++++ RECORDS SHOWN
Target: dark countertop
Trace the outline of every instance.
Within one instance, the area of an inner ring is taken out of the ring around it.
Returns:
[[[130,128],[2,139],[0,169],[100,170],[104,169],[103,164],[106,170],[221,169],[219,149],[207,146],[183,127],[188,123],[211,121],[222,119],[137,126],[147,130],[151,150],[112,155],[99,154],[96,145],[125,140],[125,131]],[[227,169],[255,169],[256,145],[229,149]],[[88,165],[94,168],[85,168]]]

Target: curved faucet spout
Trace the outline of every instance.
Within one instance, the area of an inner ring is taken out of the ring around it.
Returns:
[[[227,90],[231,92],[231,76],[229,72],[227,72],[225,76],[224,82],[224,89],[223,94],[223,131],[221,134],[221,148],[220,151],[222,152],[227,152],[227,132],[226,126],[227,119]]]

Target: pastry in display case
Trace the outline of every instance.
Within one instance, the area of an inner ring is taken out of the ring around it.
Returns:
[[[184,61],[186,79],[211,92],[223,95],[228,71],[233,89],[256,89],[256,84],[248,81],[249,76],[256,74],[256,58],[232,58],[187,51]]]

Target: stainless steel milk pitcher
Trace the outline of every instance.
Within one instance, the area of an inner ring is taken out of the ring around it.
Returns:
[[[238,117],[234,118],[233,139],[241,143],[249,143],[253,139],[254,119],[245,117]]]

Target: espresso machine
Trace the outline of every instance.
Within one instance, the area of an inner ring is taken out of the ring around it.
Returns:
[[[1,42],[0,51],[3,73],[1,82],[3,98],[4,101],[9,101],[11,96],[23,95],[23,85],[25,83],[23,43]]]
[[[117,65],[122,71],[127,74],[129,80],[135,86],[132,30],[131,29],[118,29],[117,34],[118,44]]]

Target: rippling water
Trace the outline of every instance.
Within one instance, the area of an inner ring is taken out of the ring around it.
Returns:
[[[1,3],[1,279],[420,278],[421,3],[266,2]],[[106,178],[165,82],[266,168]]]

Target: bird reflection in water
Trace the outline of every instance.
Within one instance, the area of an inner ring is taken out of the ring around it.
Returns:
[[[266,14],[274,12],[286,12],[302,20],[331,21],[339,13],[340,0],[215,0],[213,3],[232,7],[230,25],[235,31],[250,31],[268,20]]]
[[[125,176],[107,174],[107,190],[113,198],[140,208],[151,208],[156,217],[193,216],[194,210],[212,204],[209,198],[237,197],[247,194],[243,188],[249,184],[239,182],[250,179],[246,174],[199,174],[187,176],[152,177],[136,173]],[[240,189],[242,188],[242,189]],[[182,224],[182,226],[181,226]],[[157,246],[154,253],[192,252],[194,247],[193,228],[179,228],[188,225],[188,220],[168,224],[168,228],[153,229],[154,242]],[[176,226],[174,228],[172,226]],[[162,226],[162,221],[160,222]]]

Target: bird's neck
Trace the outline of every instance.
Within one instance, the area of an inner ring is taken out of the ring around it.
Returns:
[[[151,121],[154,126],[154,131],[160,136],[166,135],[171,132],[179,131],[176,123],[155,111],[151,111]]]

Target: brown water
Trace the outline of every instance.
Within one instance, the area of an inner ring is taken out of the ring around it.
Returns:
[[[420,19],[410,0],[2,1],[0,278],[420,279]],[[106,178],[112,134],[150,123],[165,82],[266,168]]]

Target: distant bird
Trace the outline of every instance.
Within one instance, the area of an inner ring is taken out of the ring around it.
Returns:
++++++++
§ **PROBLEM STATEMENT**
List every line in the items above that contains the string "Target".

§ **EXPECTED ANSWER**
Target: dark countertop
Target: curved faucet spout
Target: pastry in display case
Target: stainless steel milk pitcher
Target: espresso machine
Target: rippling water
Target: bird reflection in water
Target: bird's neck
Target: brown water
Target: distant bird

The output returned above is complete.